Texte à étudier:
Huawei : une nouvelle affaire de corruption au Parlement européen aux multiples implications

Par Germain de Lupiac
16 mars 2025 17:43 Mis à jour: 16 mars 2025 19:12

Après le Qatargate et le Greengate, le Parlement européen est secoué par une nouvelle affaire de corruption. Une série de perquisitions a été menée le 13 mars en Belgique et au Portugal, et un suspect a été arrêté en France, dans une enquête au sein de l’institution de l’UE ciblant l’entreprise chinoise Huawei.

Selon le parquet, la corruption aurait été pratiquée « régulièrement » et « très discrètement » depuis 2021, « sous couvert de lobbying commercial » et en prenant différentes formes, comme des rémunérations de prises de positions politiques ou encore « des cadeaux démesurés » comme des frais de bouche, de voyage, ou des invitations régulières à des matches de football.

Lignes de données:

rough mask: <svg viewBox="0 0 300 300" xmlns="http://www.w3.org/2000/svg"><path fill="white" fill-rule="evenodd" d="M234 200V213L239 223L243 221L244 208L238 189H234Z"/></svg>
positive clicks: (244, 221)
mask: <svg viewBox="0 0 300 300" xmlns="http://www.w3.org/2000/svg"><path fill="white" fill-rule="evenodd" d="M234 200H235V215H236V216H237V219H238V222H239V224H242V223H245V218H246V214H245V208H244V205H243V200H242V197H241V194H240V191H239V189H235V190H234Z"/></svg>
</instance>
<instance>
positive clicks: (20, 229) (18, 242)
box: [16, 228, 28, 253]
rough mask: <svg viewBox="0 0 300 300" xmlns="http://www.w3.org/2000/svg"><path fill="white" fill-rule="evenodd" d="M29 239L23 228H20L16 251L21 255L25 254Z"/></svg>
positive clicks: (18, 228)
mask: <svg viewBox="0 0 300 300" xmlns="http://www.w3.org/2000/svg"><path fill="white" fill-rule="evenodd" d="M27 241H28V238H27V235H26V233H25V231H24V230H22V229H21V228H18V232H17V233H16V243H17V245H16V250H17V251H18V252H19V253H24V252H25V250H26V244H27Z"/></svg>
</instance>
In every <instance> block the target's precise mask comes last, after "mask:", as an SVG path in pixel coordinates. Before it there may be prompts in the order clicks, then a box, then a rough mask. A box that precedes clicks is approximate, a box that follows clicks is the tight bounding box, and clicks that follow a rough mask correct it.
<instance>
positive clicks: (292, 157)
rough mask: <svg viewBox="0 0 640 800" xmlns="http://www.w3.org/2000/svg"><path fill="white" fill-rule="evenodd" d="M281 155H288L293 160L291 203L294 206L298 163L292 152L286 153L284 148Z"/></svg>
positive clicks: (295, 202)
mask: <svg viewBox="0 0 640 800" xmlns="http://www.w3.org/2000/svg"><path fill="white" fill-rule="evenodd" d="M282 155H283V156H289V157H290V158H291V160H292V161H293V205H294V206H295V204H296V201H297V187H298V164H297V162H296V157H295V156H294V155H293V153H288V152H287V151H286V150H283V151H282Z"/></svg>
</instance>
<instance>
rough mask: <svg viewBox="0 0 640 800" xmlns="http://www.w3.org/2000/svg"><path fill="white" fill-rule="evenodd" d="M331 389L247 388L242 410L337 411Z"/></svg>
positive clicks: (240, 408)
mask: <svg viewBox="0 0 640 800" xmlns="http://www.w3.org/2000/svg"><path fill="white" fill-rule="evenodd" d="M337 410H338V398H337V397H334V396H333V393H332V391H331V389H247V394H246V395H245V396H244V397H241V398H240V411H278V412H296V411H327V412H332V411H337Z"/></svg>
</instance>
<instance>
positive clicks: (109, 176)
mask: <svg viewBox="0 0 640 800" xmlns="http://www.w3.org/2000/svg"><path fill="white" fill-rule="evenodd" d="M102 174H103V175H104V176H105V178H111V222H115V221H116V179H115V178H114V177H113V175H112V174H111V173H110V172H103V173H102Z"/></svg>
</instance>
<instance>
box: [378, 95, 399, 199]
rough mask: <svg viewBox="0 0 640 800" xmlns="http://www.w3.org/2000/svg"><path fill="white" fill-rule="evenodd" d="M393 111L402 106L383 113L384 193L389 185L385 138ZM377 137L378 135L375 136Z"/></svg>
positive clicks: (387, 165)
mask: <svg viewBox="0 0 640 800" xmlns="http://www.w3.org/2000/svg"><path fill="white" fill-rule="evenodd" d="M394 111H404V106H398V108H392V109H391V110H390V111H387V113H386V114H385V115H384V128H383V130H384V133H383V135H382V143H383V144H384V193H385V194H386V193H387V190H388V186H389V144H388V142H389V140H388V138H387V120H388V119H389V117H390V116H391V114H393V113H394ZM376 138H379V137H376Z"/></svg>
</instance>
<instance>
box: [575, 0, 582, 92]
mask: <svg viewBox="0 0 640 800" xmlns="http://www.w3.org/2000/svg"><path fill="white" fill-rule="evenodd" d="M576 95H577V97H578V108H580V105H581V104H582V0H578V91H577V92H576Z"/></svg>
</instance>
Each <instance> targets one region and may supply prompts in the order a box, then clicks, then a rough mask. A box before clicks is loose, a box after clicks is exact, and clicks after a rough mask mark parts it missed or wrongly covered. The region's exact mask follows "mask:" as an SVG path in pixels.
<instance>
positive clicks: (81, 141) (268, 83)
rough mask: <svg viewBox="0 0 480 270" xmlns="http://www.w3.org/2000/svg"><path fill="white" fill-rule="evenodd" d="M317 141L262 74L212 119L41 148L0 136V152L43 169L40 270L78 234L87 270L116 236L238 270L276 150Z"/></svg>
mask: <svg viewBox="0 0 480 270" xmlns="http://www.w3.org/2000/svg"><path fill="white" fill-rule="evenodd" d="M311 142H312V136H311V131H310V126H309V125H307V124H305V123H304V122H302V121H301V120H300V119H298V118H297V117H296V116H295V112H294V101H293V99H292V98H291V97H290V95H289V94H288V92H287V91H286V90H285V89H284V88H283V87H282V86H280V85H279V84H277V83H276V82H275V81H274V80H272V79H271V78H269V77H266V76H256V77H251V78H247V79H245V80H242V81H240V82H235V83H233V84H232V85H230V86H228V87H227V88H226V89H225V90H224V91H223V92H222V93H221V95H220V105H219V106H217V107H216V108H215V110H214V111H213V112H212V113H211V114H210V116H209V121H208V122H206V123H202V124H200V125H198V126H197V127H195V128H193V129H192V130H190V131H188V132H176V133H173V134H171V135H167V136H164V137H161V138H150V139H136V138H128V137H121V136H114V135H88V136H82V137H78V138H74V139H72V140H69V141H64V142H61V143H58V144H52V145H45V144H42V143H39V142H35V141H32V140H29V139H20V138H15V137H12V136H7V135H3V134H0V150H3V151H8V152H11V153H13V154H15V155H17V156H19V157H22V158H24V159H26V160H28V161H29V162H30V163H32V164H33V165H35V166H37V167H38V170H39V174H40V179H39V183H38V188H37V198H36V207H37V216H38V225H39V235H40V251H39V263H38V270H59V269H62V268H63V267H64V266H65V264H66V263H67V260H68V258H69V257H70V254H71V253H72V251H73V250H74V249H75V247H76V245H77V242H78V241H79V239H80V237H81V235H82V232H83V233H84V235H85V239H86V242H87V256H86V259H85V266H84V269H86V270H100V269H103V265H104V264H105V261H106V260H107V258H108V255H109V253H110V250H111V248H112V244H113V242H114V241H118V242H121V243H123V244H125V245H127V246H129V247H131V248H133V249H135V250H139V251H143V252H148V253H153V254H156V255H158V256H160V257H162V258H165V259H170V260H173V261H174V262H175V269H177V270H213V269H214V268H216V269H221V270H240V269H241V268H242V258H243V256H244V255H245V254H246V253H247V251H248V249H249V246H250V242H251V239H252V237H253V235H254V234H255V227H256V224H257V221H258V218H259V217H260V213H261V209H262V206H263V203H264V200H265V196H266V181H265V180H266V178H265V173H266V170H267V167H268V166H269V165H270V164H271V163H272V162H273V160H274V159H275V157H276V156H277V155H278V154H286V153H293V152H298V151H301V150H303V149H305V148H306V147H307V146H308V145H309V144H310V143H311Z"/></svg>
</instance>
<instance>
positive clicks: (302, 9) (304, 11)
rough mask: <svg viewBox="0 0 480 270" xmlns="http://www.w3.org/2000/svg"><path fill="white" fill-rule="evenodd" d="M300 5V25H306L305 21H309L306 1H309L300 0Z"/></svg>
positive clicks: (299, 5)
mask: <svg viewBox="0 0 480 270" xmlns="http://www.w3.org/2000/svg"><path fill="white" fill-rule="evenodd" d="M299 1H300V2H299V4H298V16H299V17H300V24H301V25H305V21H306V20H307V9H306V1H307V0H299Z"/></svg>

Travail à faire:
**A)** Relevez toutes les lignes qui contiennent la chaîne « positive ».
**B)** Rédigez la suite de l'article sur l'affaire de corruption visant Huawei au Parlement européen, à partir de sa dernière phrase.
Le texte et les lignes n'ont aucun rapport entre eux.

Corrigé des activités:
**A)**
positive clicks: (244, 221)
positive clicks: (20, 229) (18, 242)
positive clicks: (18, 228)
positive clicks: (292, 157)
positive clicks: (295, 202)
positive clicks: (240, 408)
positive clicks: (109, 176)
positive clicks: (387, 165)
positive clicks: (81, 141) (268, 83)
positive clicks: (302, 9) (304, 11)
positive clicks: (299, 5)

**B)**
En 2023, Bruxelles décrivait le géant des télécommunications chinois comme présentant le risque le plus élevé pour les pays de l’UE parmi tous les fournisseurs de 5G, appelant les États membres à exclure ses équipements de leurs réseaux mobiles.

Reporters sans frontières écrit au sujet de Huawei que « la firme, qui est un partenaire clé de la censure de l’internet chinois et de la répression dans la province du Xinjiang, a aussi été accusée d’intégrer dans certains de ses produits une ‘porte dérobée’, lui permettant d’accéder secrètement aux données des utilisateurs ».

Huawei est également soupçonné d’atteinte à la probité en France visant un ancien ministre et ex-élu local.

De nouvelles affaires de corruption au sein du Parlement européen

D’après le journal belge Le Soir, plusieurs lobbyistes actifs au Parlement européen ont été interpellés au cours de cette opération de police internationale le 13 mars. Au cœur de l’enquête figure un ex-assistant parlementaire employé comme directeur des affaires publiques au bureau bruxellois de Huawei.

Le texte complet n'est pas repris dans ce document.